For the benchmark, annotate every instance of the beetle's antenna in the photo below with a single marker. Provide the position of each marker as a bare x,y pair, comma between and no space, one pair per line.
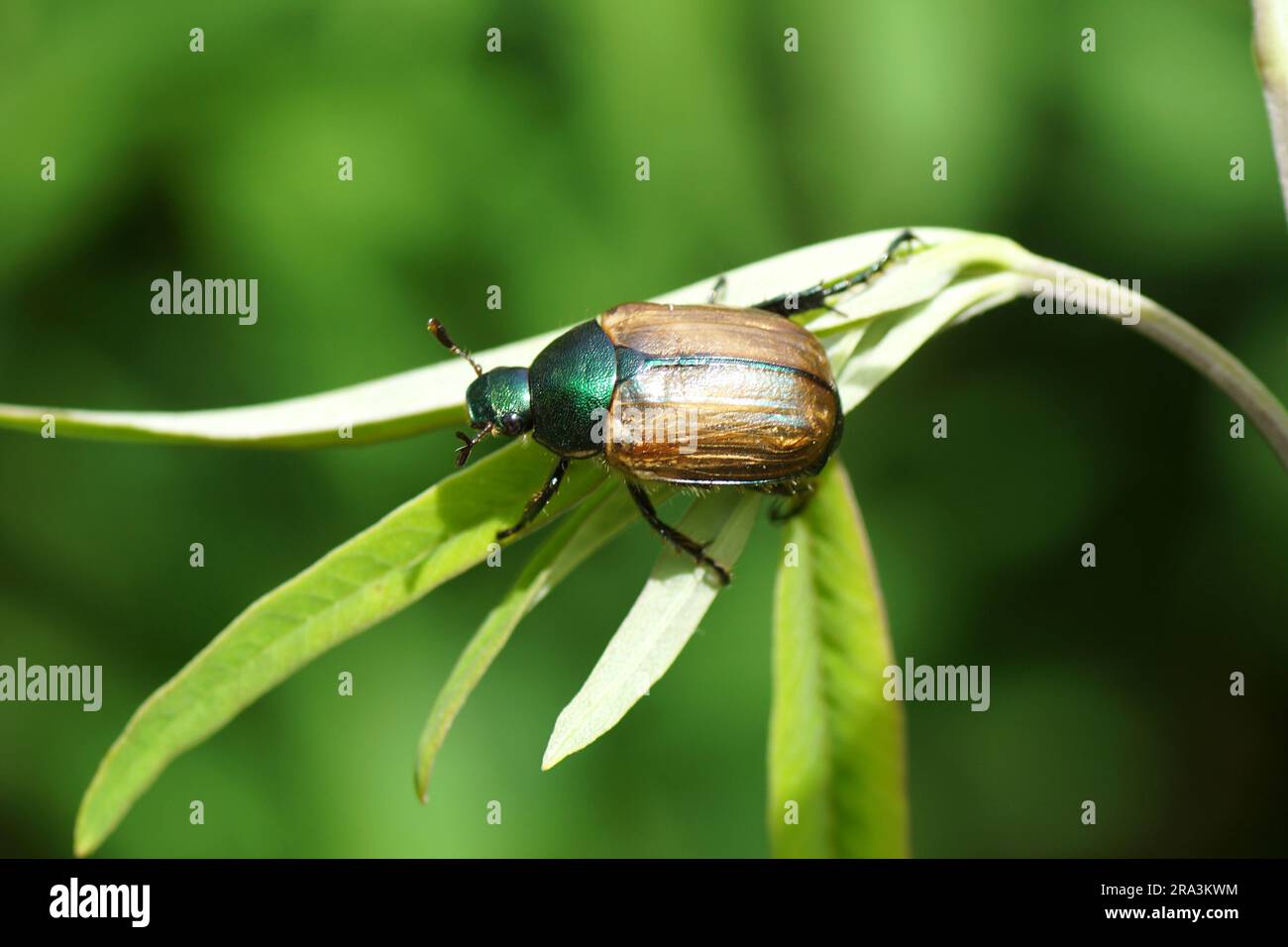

══════════

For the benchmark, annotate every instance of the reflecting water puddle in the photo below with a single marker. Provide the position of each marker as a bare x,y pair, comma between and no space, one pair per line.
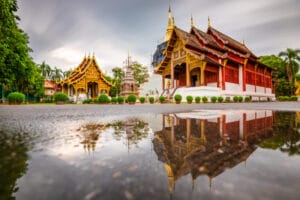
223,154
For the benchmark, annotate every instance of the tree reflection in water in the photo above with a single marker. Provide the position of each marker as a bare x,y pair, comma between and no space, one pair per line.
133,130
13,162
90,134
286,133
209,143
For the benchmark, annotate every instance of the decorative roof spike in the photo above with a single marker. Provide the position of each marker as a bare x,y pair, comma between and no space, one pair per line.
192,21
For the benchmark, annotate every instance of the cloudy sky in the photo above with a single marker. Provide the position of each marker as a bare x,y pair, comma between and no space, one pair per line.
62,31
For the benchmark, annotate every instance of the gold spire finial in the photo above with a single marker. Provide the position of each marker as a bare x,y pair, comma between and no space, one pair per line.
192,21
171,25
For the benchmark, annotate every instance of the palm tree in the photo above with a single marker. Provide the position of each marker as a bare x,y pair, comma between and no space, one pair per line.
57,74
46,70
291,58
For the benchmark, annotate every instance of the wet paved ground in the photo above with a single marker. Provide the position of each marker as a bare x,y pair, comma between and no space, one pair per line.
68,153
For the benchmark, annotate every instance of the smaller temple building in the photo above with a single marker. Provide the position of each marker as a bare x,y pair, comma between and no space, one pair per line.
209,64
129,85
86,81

══════════

Exercise prompt => Count the lines of the records above that contain the word "below". Reply with the number only.

Right answer => 2